What you are asked to do
List each line of the records that contains the word "paisley", copying every such line in full.

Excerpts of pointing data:
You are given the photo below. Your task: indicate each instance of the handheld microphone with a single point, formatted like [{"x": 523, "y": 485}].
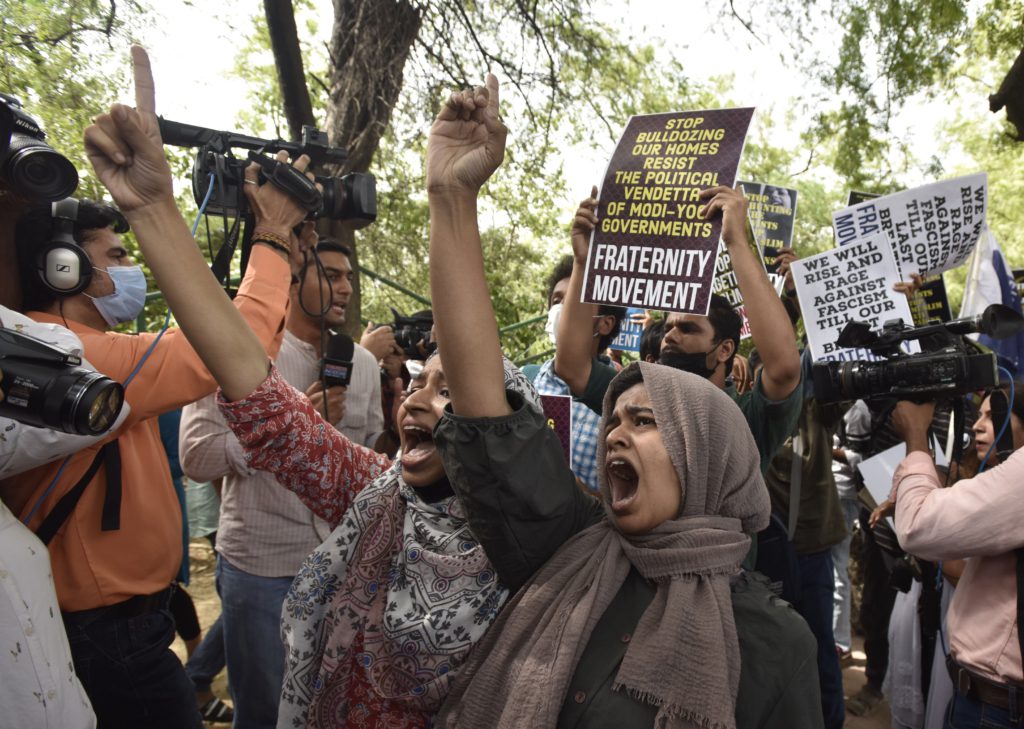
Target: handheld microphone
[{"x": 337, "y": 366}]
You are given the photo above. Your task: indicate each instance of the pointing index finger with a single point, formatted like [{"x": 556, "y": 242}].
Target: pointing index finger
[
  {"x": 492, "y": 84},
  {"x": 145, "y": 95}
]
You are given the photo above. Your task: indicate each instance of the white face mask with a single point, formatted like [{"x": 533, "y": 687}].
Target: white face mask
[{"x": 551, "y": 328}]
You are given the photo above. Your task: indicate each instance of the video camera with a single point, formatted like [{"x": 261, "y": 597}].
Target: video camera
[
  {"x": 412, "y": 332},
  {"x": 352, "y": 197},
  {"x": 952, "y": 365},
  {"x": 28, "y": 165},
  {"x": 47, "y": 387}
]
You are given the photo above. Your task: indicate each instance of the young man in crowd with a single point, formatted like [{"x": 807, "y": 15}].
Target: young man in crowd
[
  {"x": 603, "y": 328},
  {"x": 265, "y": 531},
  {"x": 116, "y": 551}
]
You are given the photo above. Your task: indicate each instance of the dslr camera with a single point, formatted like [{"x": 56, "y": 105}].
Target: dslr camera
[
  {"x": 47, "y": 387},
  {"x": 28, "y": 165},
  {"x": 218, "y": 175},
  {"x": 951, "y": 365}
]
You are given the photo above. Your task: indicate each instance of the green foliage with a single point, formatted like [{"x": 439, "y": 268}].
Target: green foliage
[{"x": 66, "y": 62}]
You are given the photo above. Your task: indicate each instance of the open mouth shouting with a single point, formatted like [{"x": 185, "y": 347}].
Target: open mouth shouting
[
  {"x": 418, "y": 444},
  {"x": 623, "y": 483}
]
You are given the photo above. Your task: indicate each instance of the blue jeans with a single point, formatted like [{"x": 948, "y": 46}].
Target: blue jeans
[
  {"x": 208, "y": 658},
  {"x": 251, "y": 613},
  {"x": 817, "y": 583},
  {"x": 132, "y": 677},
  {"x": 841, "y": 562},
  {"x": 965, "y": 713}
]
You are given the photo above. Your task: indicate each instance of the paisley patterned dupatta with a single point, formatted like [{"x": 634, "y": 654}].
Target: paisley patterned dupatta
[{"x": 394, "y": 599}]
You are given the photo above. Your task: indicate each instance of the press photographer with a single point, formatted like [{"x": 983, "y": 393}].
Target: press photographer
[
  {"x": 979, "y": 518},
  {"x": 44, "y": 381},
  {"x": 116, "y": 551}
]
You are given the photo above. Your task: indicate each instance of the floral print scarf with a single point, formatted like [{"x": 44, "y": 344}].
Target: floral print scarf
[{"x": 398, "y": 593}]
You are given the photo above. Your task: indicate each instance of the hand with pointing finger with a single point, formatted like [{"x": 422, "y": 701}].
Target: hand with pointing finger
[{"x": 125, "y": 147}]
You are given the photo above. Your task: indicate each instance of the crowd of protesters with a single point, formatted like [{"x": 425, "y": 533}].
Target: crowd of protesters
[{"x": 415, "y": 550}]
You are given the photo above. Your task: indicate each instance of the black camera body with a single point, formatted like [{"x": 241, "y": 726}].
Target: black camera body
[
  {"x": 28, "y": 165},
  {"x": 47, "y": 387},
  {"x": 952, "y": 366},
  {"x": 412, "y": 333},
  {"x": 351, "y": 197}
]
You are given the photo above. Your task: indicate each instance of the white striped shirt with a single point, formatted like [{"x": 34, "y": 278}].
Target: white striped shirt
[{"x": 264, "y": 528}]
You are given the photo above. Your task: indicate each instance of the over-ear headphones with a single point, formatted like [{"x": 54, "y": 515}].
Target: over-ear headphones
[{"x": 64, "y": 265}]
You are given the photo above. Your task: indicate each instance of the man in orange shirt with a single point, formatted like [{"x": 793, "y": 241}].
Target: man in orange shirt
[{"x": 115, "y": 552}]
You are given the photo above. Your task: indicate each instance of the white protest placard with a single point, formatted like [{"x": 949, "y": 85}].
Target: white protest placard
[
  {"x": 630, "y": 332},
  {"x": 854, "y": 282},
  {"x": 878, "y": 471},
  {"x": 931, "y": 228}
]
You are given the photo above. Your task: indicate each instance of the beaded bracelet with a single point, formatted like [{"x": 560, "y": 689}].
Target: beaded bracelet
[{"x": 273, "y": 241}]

---

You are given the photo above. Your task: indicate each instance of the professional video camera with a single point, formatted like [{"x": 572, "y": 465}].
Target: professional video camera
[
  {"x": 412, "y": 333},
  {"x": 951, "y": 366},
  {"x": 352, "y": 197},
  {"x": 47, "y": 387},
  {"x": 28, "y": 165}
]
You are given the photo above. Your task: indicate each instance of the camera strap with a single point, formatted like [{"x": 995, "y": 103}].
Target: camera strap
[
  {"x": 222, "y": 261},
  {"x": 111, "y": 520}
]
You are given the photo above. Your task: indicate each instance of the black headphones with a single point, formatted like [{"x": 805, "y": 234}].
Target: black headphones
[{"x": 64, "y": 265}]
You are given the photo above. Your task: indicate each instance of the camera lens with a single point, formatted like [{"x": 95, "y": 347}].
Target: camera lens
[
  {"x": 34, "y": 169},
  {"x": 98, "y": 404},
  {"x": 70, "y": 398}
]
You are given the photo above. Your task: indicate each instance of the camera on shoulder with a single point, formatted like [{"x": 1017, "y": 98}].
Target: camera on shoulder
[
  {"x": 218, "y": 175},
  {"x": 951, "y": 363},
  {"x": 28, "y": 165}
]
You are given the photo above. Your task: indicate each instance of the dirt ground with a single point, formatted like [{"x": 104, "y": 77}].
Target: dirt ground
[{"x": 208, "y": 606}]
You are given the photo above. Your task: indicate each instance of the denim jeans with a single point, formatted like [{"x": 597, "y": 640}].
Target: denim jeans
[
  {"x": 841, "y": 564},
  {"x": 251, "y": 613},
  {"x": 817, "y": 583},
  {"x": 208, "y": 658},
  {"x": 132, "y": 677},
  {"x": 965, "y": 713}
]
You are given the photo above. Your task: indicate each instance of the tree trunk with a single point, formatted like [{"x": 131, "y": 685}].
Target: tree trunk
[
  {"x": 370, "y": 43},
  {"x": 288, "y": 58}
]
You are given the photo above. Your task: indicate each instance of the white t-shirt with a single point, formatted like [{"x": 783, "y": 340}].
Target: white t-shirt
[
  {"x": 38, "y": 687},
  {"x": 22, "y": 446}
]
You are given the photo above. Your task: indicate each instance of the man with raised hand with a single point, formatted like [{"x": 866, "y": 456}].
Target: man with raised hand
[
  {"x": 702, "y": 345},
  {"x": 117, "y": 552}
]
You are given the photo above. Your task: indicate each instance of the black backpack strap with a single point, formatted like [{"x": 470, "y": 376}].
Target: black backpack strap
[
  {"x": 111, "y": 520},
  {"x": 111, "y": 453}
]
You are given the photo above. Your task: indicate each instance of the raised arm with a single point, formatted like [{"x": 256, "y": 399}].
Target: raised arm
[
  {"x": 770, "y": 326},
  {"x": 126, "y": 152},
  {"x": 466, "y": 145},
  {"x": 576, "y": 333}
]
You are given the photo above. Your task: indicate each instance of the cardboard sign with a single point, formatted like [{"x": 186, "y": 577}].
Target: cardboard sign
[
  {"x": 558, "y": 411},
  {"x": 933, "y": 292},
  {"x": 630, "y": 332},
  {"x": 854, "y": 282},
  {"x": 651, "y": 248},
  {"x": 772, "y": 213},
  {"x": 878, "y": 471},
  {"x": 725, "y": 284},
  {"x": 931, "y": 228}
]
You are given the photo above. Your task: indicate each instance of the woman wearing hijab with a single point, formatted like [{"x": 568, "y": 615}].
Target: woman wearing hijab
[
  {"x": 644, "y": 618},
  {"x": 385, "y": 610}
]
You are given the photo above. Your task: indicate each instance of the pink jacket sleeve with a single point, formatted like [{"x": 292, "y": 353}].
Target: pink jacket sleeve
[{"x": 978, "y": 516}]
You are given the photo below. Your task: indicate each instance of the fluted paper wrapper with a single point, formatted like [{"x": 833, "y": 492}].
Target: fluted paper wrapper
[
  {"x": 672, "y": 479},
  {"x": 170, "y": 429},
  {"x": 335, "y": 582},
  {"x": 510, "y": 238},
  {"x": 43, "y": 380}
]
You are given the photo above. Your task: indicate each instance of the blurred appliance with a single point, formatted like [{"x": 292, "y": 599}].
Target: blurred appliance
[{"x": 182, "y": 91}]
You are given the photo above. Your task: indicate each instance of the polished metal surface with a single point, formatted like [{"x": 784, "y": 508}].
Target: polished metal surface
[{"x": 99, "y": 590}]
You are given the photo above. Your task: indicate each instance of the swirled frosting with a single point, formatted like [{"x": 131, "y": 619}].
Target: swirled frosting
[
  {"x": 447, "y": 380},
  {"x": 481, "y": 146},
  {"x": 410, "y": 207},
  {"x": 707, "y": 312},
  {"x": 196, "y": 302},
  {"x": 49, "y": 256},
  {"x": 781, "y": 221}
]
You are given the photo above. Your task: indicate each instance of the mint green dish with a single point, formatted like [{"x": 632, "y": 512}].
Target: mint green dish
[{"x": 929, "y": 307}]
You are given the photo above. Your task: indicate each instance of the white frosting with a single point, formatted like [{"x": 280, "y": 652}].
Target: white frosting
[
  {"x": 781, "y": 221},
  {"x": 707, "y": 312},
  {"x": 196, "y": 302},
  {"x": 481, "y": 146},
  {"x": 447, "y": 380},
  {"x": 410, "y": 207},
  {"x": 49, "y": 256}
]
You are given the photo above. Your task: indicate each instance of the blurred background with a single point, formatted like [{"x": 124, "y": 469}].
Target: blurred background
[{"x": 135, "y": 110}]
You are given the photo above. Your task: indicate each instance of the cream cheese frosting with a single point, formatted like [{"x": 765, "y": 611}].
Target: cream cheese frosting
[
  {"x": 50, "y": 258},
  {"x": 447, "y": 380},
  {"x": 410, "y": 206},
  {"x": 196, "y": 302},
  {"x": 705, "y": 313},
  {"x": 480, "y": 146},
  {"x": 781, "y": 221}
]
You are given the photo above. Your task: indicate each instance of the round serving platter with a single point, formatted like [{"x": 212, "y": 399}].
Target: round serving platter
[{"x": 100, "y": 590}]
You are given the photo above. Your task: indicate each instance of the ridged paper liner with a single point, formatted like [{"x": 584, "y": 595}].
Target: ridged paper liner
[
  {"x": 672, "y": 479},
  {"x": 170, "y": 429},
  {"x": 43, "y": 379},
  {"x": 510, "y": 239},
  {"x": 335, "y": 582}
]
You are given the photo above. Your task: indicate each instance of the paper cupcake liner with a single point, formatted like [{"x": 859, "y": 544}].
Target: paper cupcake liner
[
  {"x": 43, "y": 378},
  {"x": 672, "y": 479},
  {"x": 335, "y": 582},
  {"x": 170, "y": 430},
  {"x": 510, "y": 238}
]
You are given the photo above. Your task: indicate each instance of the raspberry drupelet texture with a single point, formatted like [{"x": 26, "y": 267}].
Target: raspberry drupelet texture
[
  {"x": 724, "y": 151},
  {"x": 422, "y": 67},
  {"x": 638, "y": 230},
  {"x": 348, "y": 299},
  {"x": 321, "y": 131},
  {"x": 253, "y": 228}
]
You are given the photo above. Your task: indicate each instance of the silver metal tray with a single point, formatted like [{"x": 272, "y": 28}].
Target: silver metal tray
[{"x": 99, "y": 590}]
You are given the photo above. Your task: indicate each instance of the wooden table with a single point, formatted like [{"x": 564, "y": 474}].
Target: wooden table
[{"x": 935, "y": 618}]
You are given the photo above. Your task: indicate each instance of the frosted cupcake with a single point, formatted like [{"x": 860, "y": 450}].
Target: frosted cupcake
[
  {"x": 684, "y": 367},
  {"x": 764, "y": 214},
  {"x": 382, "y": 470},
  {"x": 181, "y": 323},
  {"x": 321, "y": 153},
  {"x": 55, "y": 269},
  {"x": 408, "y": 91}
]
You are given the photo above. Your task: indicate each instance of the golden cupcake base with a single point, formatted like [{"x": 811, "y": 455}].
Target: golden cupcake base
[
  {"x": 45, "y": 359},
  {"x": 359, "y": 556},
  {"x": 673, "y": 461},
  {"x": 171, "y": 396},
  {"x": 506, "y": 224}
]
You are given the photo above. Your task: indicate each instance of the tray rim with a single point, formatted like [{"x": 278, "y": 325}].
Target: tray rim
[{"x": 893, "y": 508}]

Output of the exercise
You are given the photo above. Your task: indicate each instance of the paisley patterned dupatta with a single point, formatted like [{"x": 634, "y": 654}].
Target: paisley patterned dupatta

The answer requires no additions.